Can you set down every one of the entries below, word for word, with nothing changed?

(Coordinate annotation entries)

--- Begin ---

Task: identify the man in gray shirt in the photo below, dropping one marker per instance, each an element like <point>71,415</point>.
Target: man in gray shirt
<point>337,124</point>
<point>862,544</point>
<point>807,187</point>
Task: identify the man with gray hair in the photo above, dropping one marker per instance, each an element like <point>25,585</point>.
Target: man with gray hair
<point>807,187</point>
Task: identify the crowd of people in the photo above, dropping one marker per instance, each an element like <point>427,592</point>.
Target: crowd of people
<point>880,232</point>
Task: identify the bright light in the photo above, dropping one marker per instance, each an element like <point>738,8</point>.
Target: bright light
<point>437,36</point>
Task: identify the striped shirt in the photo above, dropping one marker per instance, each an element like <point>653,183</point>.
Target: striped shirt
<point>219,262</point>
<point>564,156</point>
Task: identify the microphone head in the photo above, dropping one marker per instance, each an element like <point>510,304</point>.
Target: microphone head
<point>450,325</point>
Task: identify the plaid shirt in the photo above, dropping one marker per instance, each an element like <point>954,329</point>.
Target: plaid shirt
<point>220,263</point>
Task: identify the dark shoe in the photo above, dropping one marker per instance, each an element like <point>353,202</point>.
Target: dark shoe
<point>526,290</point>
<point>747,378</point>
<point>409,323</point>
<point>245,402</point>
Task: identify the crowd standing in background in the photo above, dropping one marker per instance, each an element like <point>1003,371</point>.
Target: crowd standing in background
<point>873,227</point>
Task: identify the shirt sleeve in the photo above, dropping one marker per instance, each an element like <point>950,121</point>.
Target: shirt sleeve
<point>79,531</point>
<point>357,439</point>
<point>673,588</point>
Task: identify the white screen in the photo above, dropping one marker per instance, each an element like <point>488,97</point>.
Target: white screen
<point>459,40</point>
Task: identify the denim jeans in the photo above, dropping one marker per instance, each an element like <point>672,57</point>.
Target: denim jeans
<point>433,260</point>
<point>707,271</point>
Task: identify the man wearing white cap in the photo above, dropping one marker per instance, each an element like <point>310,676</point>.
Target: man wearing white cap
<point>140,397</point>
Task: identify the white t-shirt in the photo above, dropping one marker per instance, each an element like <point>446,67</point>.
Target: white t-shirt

--- End ---

## ANSWER TO THE PROBLEM
Task: identify the man in gray shirt in the photo below, dropping one marker per instance, each an element like <point>71,415</point>.
Target: man in gray shirt
<point>337,124</point>
<point>862,544</point>
<point>807,187</point>
Task: identify the man with gray hair in the photo above, dropping one marker per instance, each an element like <point>25,585</point>.
Target: man with gray hair
<point>807,187</point>
Task: identify the crowd of people in the photo above, dropping one marker per instance, each an element like <point>427,592</point>.
Target: crowd of people
<point>880,232</point>
Task: identify the bright light in the photo above, dropping one marker per instance, each an element like <point>738,8</point>.
Target: bright light
<point>437,36</point>
Task: identify the striped shirt in the photo above, dropping one marker per instance, each an element like <point>653,183</point>.
Target: striped shirt
<point>219,262</point>
<point>564,156</point>
Task: identify the microphone head in the photo above, dropping one marker per instance, each an element like <point>510,304</point>.
Target: microphone head
<point>450,325</point>
Task: identify the plaid shirt in the photo above, dropping one marker per instance, each an element like <point>954,329</point>.
Target: plaid shirt
<point>220,263</point>
Task: identify the dark shoe in the photo above, dropping one marker per instance, each an element like <point>353,202</point>.
Target: dark shoe
<point>526,290</point>
<point>747,378</point>
<point>409,323</point>
<point>245,402</point>
Task: identify the crowd standing in background in the photo above, dropping one marker per instance, each an element like <point>1003,371</point>.
Target: crowd standing in background
<point>873,227</point>
Task: identify the shirt sleeve in the photo above, dropping one marker per instance, each an element like <point>950,121</point>.
Target: shirt sleeve
<point>79,531</point>
<point>357,439</point>
<point>673,588</point>
Task: identify the white screen in the photo above, dropping one marker per instance, each an element like <point>488,97</point>.
Target: white screen
<point>459,40</point>
Task: identify the denim jeans in the photo above, dropping one marker per instance, each an element like <point>672,57</point>.
Target: denim jeans
<point>433,260</point>
<point>707,271</point>
Task: identify the man wearing white cap in the photo above, dropping one marker per instance, each an element like <point>310,676</point>.
Target: man wearing white cap
<point>140,397</point>
Task: identify the white t-shirt in the photo above, dropping one marker per instance, each an element like <point>446,67</point>.
Target: white t-shirt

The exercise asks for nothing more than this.